Одну из сложнейших проблем при осмыслении «Калевалы» и собственно фольклора составляет соотношение в них языческих и христианских мотивов, языческого и христианского мировоззрения, языческой и христианской этики.
В народе сохранились древнейшие языческие мифы, предания, руны, но ведь живая фольклорная традиция не была похожа ни на музейный заказник, ни на некий неприкосновенный заповедник древнего язычества. Фольклорная традиция была непрерывным творчеством народа, в течение веков в народную среду входило христианство, проникая в самые глухие лесные деревни.
В 1836 г., через два года после поездки Лённрота, в беломорско-карельской деревне Латваярви побывал его помощник Ю. Ф. Каян и записал от Архипа Перттунена следующую руну, примечательную сочетанием языческих элементов с христианскими.
Сампса Пеллервойнен (языческое божество плодородия; в «Калевале» сеятель деревьев и злаков) ищет подходящее дерево для постройки парусной лодки для Бога (далее именуется также Создателем, Божьим Сыном, то есть подразумевается Спаситель в облике человеческом, Иисус-Богочеловек). Сампса Пеллервойнен подходит к дубу и спрашивает: «Сгодишься ли ты для лодки Создателю?», — на что дерево отвечает: «Не сгожусь — трижды в это лето изъели мои корни черви, трижды обошел вокруг меня дьявол, и вороны каркали с моей вершины». Такой же ответ слышит Сампса и от второго дуба. Третий дуб отвечает утвердительно и радостно: «Сгожусь я для лодки Спасителю — трижды в это лето капал мед с моих ветвей, солнце кружилось вокруг меня, и трижды куковала кукушка с моей вершины». Когда лодка была готова, ее спустили на воду, вместе с Сампсой уселись святая Анна и святой Петр, а управлять святые предложили Создателю. На море разыгралась буря, Создателя попросили укутаться потеплее, а когда из воды показалось чудовище Ику-Турсо, Создатель поднял его «за уши» в лодку и спросил: «Зачем же ты вышел из глубин, зачем ты явился пред людьми и Божьим Сыном?» Чудовище, как сказано в руне, «не очень испугалось», и вопрос пришлось повторить, на что последовало признание: «Хотелось опрокинуть лодку».
Создатель еще раз поднял чудовище за уши и сбросил в море со строгим наказом: «Больше никогда не выходи из моря и не являйся пред людьми и Божьим Сыном, пока светит луна и сияет солнце». После этого наказа чудовище уже больше никогда не показывалось. Следуют заключительные строки руны: «Отсюда начинается путь, открывается новая дорога».

[Фрагмент набора данных]

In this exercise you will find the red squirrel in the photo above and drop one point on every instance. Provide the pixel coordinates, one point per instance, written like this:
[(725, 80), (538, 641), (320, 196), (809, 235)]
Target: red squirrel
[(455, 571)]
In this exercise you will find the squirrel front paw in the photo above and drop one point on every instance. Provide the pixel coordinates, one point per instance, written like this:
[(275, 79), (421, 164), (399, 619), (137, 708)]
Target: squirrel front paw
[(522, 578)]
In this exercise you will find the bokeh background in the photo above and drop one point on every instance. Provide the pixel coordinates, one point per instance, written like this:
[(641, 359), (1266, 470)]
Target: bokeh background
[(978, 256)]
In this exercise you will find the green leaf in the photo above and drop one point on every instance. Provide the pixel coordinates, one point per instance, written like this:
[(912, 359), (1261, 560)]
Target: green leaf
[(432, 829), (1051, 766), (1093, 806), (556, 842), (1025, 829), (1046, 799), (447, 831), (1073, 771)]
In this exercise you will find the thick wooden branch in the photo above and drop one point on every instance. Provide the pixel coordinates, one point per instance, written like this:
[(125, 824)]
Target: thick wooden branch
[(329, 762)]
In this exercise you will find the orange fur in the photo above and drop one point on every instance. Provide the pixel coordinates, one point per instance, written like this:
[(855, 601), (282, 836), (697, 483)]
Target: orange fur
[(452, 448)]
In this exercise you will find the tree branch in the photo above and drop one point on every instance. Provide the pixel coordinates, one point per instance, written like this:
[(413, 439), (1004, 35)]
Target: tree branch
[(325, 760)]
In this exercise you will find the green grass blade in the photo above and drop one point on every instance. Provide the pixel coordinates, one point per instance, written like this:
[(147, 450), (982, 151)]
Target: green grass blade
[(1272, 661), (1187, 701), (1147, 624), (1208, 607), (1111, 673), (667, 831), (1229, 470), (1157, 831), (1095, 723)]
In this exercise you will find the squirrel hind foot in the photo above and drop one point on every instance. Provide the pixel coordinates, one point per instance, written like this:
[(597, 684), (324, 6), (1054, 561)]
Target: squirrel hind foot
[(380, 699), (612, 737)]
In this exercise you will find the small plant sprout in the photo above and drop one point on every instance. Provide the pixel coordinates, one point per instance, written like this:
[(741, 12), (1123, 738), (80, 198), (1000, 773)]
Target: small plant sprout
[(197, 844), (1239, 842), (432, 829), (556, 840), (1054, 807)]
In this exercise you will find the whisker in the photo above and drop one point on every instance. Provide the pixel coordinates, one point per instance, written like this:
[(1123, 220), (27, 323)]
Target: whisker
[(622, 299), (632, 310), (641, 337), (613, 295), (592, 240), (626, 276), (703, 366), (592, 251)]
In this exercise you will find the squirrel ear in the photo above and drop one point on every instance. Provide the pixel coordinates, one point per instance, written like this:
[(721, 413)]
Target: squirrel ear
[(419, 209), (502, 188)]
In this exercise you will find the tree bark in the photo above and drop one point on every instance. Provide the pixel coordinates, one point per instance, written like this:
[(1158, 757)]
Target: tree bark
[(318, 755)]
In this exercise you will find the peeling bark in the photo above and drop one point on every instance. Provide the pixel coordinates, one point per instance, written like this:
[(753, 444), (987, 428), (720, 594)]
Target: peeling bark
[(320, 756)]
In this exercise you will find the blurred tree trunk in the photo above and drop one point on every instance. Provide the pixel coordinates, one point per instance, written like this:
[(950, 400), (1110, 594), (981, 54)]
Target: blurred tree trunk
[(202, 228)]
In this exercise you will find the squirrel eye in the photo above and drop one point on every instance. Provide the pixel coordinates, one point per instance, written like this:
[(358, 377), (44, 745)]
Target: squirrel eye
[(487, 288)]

## Задания
(1) Перечислите все причины, по которым первый дуб в тексте о «Калевале» отказывается стать лодкой для Создателя.
(2) Кратко перескажите абзац текста о «Калевале», который начинается словами «В народе сохранились», сохранив его главные мысли.
(3) Допишите продолжение текста о «Калевале» с того места, где он заканчивается.
Записи никак не связаны с текстом.

## Ответы к заданиям
(1)
- Трижды за это лето черви изъели его корни.
- Трижды вокруг него обошел дьявол.
- С его вершины каркали вороны.

(2) В народе сохранились древнейшие языческие мифы, предания и руны. Однако живая фольклорная традиция не была неприкосновенным заповедником язычества. Народ творил непрерывно, и на протяжении веков в его среду, вплоть до самых глухих лесных деревень, проникало христианство.

(3)
В этой руне не просто соседствуют в одной лодке языческие и библейские персонажи. И важны не только сюжетные сходства, то, что встреча Создателя с Ику-Турсо в руне напоминает встречу библейского Бога с чудовищем Левиафаном во время бури на Галилейском море. Конечно, любопытно в руне это сочетание суровости и всепрощения в образе Христа: Ику-Турсо извлечен из воды «за уши», но отпущен с миром. О жестокой борьбе с чудовищем нет речи. Ветхозаветный Бог в Библии куда более суров («Ты сокрушил голову Левиафана, отдал его в пищу людям пустыни». — Псалмы, 73:14). Но недаром в руне говорится о Божьем Сыне — подразумевается новозаветное, евангельское милосердие, и именно это составляет то главное, что отличает христианское сознание от языческого. Первобытная родо-племенная мораль уступила место общечеловеческой христианской морали с заповедями «не убий» и «не кради». Не только кровная месть становится грехом, но и сюжеты о борьбе с мифологическими чудовищами утрачивают былые черты.
Тем не менее Лённрот использовал в сорок второй руне «Калевалы» упомянутый эпизод встречи с Ику-Турсо, заменив, однако, христианских персонажей языческими. В лодке на море плывут теперь уже не христианские святые с Христом, а Вяйнямейнен, Илмаринен и Лемминкяйнен. Они возвращаются с похищенным Сампо из Похъёлы, колдунья Лоухи насылает на них бурю с Ику-Турсо. Дальше сюжет развивается примерно так же, как и в вышеприведенной руне Архипа Перттунена:
Старый, верный Вяйнямейнен
Турсо за уши хватает,
Поднял за уши повыше
И спросил его сурово,
Говорит слова такие:
«Ику-Турсо, ты, сын Старца!
Ты зачем из моря вышел,
Ты зачем из вод поднялся
Пред очами человека,
Пред сынами Калевалы?»
После повторного вопроса Ику-Турсо отвечает:
«Я затем из моря вышел,
Я затем из вод поднялся,
Что намерение имел я
Калевы весь род прикончить,
Отнести на север Сампо.
Коль меня отпустишь в воду,
Жизнь мне жалкую оставишь,
Не явлюсь уже в другой раз
Пред очами человека».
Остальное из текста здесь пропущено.